» **Matériel fourni**:
-------

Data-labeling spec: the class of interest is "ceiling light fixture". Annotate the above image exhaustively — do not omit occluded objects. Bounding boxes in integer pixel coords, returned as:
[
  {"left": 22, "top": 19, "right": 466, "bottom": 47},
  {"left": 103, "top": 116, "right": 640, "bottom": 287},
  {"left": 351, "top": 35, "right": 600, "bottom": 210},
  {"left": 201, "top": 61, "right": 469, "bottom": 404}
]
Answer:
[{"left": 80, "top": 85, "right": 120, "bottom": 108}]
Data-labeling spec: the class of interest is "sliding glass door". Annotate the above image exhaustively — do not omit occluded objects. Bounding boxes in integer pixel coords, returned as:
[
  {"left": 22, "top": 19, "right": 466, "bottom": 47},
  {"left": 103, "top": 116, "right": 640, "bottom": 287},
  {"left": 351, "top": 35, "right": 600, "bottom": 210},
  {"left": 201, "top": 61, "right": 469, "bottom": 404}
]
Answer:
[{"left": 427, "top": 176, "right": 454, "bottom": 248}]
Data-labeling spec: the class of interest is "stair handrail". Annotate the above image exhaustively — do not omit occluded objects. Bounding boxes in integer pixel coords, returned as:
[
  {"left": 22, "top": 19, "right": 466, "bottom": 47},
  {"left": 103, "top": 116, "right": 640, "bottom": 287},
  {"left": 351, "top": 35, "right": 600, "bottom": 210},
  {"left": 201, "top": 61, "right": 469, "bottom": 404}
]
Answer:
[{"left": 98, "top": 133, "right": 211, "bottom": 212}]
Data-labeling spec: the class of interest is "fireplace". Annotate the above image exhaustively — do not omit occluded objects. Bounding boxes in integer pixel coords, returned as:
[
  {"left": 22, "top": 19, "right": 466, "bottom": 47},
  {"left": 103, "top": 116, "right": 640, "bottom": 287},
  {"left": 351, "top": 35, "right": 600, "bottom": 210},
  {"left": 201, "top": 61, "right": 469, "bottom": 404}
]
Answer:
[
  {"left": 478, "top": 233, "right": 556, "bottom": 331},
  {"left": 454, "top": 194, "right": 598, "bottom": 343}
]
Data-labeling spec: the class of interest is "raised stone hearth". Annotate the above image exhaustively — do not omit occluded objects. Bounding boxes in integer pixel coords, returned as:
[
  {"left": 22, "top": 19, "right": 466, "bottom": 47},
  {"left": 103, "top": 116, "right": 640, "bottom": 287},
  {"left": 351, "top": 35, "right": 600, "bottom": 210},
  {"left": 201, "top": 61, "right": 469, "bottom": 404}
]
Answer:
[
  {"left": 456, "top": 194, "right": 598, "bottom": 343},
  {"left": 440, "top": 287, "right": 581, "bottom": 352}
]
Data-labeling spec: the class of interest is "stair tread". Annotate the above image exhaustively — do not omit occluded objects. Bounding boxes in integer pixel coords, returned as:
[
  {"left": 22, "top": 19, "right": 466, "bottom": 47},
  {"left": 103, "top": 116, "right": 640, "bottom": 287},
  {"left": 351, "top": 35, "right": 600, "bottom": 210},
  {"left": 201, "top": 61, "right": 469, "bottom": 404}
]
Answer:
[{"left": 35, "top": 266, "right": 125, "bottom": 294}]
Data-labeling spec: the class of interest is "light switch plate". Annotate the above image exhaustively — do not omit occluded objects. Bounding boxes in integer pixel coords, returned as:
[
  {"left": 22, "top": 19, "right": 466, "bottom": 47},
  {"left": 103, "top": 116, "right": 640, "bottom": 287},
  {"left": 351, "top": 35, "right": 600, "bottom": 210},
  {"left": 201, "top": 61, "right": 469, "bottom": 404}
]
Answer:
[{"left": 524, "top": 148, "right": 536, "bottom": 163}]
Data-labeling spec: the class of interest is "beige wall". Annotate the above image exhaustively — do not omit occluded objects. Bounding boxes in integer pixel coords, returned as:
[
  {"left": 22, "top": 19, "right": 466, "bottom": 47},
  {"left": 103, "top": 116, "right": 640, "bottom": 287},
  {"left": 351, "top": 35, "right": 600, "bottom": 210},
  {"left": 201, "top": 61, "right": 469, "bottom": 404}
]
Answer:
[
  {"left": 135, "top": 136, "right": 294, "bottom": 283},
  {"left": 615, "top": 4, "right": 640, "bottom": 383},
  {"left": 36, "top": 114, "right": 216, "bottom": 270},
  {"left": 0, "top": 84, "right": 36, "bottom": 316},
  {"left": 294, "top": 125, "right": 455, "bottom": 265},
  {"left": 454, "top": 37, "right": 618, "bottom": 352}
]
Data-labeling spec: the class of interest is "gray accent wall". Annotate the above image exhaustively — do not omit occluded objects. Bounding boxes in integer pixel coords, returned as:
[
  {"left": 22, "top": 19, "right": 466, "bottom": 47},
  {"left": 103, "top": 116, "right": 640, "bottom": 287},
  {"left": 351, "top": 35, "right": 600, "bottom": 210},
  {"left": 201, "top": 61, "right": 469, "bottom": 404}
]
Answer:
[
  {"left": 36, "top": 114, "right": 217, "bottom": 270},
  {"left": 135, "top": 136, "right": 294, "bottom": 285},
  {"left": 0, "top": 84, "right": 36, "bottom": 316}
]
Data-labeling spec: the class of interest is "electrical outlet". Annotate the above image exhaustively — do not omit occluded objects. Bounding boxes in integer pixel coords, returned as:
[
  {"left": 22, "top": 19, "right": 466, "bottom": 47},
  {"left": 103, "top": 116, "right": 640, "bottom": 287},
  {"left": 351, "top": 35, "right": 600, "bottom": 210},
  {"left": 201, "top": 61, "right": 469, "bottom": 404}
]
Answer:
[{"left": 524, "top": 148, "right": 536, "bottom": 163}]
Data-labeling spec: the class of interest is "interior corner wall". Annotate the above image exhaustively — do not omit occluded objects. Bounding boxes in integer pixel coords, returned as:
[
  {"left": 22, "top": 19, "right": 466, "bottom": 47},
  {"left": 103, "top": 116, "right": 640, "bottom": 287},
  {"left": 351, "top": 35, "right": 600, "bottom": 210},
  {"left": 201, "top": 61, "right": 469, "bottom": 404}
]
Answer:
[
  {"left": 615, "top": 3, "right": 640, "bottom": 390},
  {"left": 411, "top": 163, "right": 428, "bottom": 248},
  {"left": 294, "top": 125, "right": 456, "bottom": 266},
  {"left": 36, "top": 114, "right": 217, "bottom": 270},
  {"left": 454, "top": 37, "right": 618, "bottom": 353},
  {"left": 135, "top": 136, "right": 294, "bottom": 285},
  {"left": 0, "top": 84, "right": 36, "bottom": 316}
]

-------

» **Objectif**:
Affiche toutes les lignes du matériel ci-dessus qui contiennent le mot "light". Majuscules et minuscules comptent.

» **La solution**:
Data-labeling spec: the class of interest is "ceiling light fixture". Annotate the above image exhaustively — do not omit occluded objects. Bounding boxes in integer pixel coords, returned as:
Data-labeling spec: the class of interest is "light switch plate". Annotate the above image exhaustively — do not omit occluded objects. Bounding boxes in integer pixel coords, returned as:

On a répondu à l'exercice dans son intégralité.